--- Goal ---
Here are some records; return them all exactly.

begin

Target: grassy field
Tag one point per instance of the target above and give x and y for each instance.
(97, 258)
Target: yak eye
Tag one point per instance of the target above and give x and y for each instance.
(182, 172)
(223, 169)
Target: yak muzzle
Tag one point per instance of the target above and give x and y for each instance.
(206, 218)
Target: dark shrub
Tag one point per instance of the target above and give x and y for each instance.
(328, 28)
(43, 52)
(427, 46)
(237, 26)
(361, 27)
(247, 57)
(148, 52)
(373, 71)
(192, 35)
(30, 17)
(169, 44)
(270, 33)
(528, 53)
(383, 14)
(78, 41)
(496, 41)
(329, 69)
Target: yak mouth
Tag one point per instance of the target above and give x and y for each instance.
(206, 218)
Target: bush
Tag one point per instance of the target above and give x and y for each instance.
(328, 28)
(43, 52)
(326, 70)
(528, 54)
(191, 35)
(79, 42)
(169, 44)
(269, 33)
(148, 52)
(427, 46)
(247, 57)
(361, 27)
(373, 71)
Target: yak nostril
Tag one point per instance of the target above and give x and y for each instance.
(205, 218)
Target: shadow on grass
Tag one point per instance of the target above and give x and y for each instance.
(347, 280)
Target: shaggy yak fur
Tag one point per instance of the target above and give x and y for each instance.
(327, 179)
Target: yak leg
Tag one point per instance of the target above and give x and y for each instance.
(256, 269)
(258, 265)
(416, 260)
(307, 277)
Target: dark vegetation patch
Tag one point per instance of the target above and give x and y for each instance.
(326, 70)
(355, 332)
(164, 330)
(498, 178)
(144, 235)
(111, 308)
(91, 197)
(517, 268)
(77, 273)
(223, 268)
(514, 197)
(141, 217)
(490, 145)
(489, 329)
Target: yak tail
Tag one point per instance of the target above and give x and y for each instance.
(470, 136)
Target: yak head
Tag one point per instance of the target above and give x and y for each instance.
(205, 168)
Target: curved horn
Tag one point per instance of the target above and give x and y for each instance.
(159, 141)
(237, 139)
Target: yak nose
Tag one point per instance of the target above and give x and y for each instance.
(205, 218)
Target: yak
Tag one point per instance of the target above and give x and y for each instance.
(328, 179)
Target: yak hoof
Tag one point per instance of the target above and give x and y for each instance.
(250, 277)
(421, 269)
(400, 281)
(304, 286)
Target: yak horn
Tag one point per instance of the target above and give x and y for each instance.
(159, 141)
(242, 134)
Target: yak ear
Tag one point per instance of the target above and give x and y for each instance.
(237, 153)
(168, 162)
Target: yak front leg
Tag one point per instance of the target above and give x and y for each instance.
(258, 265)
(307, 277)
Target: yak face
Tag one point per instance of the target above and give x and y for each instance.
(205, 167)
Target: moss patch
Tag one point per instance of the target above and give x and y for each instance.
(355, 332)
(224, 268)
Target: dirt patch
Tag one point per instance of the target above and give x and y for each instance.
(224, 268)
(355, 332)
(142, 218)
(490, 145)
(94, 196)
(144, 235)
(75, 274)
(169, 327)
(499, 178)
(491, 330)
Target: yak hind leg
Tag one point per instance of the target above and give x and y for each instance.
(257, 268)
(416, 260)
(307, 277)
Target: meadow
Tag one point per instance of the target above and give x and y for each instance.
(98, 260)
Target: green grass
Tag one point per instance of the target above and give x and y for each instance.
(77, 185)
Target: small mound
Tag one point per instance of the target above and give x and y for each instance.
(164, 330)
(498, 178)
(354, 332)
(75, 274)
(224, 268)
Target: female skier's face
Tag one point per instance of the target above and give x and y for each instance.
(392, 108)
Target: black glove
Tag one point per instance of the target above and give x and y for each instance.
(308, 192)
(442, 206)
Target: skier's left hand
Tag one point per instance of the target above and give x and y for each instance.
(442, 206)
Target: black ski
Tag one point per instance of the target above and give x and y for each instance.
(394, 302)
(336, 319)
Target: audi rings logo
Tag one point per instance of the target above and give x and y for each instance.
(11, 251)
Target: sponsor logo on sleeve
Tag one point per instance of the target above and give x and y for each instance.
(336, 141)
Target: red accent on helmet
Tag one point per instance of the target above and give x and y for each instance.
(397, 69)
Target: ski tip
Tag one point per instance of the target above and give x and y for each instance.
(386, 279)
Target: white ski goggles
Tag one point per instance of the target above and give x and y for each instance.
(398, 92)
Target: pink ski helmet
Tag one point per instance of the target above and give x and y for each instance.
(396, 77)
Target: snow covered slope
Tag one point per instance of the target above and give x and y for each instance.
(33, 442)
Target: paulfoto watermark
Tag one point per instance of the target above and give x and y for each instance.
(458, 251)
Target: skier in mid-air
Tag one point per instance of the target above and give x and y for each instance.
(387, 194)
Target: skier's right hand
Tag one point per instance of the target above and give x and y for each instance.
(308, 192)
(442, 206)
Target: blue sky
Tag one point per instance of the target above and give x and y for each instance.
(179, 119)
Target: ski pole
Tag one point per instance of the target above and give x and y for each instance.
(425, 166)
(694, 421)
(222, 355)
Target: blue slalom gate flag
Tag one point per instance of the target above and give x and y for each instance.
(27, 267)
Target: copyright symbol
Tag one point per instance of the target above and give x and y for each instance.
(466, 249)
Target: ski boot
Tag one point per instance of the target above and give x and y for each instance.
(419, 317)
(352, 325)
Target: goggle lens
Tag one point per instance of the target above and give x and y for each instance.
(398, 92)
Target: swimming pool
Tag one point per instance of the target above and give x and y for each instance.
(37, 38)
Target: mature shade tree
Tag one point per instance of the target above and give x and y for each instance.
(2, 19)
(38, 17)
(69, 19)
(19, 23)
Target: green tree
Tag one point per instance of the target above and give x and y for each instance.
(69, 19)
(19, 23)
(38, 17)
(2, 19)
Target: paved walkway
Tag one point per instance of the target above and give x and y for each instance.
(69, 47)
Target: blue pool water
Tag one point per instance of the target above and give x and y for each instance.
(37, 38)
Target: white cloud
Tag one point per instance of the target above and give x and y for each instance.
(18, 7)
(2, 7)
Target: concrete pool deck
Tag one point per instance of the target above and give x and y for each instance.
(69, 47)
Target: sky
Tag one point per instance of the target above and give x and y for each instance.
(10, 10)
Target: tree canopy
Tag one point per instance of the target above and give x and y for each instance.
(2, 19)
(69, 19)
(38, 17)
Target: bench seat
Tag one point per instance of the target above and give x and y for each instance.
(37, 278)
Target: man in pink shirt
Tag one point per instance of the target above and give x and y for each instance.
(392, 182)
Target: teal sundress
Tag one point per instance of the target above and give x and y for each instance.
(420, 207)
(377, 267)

end

--- The output ---
Target: grassy field
Tag one point per instance of the target above and give x and y for each instance.
(97, 258)
Target: yak eye
Tag one point per instance of the target above and give x and y for each instance.
(182, 172)
(223, 169)
Target: yak muzzle
Tag one point per instance of the target above and give x and y for each instance.
(206, 218)
Target: dark shrub
Tag one point per instance of the target above and give x and y for each instance.
(328, 28)
(43, 52)
(427, 46)
(237, 26)
(361, 27)
(247, 57)
(148, 52)
(373, 71)
(192, 35)
(30, 17)
(169, 44)
(270, 33)
(528, 53)
(383, 14)
(78, 41)
(496, 41)
(329, 69)
Target: yak mouth
Tag one point per instance of the target above and give x and y for each instance.
(206, 218)
Target: bush
Tag one point per instance of the target above and give x and y for each instance.
(328, 28)
(43, 52)
(326, 70)
(528, 54)
(191, 35)
(79, 42)
(169, 44)
(269, 33)
(148, 52)
(427, 46)
(247, 57)
(361, 27)
(373, 71)
Target: yak nostril
Tag one point per instance of the target above and give x and y for each instance.
(205, 218)
Target: shadow on grass
Tag one point per instance of the target above and give x and y for each instance.
(347, 280)
Target: shaggy yak fur
Tag one point per instance of the target above and give x and y for each instance.
(327, 179)
Target: yak leg
Tag one point per instance of the target above and give x and y for each instance.
(256, 269)
(258, 265)
(416, 260)
(307, 277)
Target: dark vegetation patch
Tag one point per instance of the target above and give x and y for each instance.
(326, 70)
(355, 332)
(164, 330)
(498, 178)
(144, 235)
(111, 308)
(91, 197)
(517, 268)
(77, 273)
(223, 268)
(514, 197)
(141, 217)
(490, 145)
(489, 329)
Target: yak tail
Tag one point per instance of the target above and give x and y for each instance.
(470, 136)
Target: yak head
Tag one point per instance of the target above and give x and y for each instance.
(205, 168)
Target: curved horn
Tag one point per instance of the target above and give x and y for each instance.
(159, 141)
(237, 139)
Target: yak nose
Tag one point per instance of the target above and give x and y for each instance.
(205, 218)
Target: yak
Tag one point per instance of the target above and give x and y for each instance.
(328, 179)
Target: yak hoof
Tag one point per instance of the target above and give x and y for each instance.
(250, 277)
(421, 269)
(400, 281)
(304, 286)
Target: yak horn
Tag one point per instance of the target above and give x and y for each instance.
(159, 141)
(242, 134)
Target: yak ear
Tag one point per instance of the target above and give x and y for each instance.
(237, 153)
(168, 162)
Target: yak front leg
Tag one point per instance of the target above and give x and y for each instance.
(258, 265)
(307, 277)
Target: yak face
Tag one point per instance of the target above and give x and y for each instance.
(205, 167)
Target: moss patch
Tag one point per instance of the target above and give x and y for each instance.
(355, 332)
(224, 268)
Target: dirt patch
Tag one point per instance of the target above and give x and y for each instance.
(224, 268)
(355, 332)
(142, 218)
(490, 145)
(94, 196)
(144, 235)
(75, 274)
(169, 327)
(499, 178)
(491, 330)
Target: yak hind leg
Tag one point per instance of the target above and give x and y for each instance.
(257, 268)
(416, 260)
(307, 277)
Target: meadow
Tag one point per instance of the target above and give x and y for each instance.
(98, 260)
Target: green grass
Tag one point per instance of the target above and give x and y for each instance.
(77, 185)
Target: small mound
Tag one point per instance of the target above and give x and y for each instance.
(164, 330)
(498, 178)
(354, 332)
(75, 274)
(224, 268)
Target: female skier's face
Tag one point per instance of the target above and give x and y for each instance.
(392, 108)
Target: black glove
Tag one point per instance of the target above and give x and y for each instance.
(308, 192)
(442, 206)
Target: skier's left hand
Tag one point per instance of the target above and give x and y for each instance.
(442, 206)
Target: black ski
Tag one point per instance of the target above and give x and y for each instance.
(394, 302)
(336, 319)
Target: audi rings logo
Tag one point per instance of the target above and give x and y for each instance.
(11, 251)
Target: sponsor logo on sleeve
Tag one point per instance of the target above and give x and y for each instance.
(336, 141)
Target: red accent on helmet
Tag one point per instance of the target above and give x and y for each instance.
(397, 69)
Target: ski tip
Tag one point per instance of the target above and give x and y for each instance.
(386, 279)
Target: white ski goggles
Tag one point per instance of the target above and give x and y for each instance.
(398, 92)
Target: pink ski helmet
Tag one point per instance of the target above and give x and y for each instance.
(396, 77)
Target: snow covered slope
Tag one point per instance of the target above and give x and y for each instance.
(33, 442)
Target: paulfoto watermark
Tag one point per instance of the target above and give x and y for each instance.
(458, 251)
Target: skier in mid-air
Tag one point per instance of the target above and give x and y for each instance.
(387, 194)
Target: skier's right hand
Tag one point per instance of the target above and give x and y for each instance.
(308, 192)
(442, 206)
Target: blue sky
Tag one point per instance of the target above and give x and y for each instance.
(179, 119)
Target: ski pole
Tag one point per instance of the target above and give x and y for each instance.
(425, 166)
(694, 421)
(222, 355)
Target: blue slalom gate flag
Tag one point per instance of the target above and give x and y for each instance.
(27, 267)
Target: copyright symbol
Tag one point per instance of the target above and give x and y for each instance.
(466, 249)
Target: ski boot
Tag one point per instance of the target above and give x and y for each instance.
(419, 317)
(352, 325)
Target: goggle lens
Tag one point per instance of the target above and give x and y for each instance.
(398, 92)
Target: swimming pool
Tag one point per instance of the target above and give x and y for each instance.
(37, 38)
Target: mature shade tree
Tag one point per instance of the target above and give x and y for each instance.
(2, 19)
(38, 17)
(69, 19)
(19, 23)
Target: green tree
Tag one point per instance of the target above and give x and y for each instance.
(69, 19)
(19, 23)
(38, 17)
(2, 19)
Target: paved walkway
Tag one point per instance of the target above and give x and y for each instance.
(69, 47)
Target: blue pool water
Tag one point per instance of the target above and give x and y for each instance.
(37, 38)
Target: white cloud
Tag one point per instance of the target above and give x and y for each instance.
(18, 7)
(2, 7)
Target: concrete pool deck
Tag one point per instance of the target above and give x and y for each instance.
(69, 47)
Target: sky
Tag one point per instance of the target above and give x and y for each instance.
(10, 10)
Target: tree canopy
Tag one point per instance of the target above and give x and y for each instance.
(2, 19)
(69, 19)
(38, 17)
Target: bench seat
Tag one point per instance of the target above and give x and y for each instance.
(37, 278)
Target: man in pink shirt
Tag one point per instance of the target above and give x and y for each instance.
(392, 182)
Target: teal sundress
Tag one point per instance of the target above and give x and y for each instance.
(420, 207)
(377, 267)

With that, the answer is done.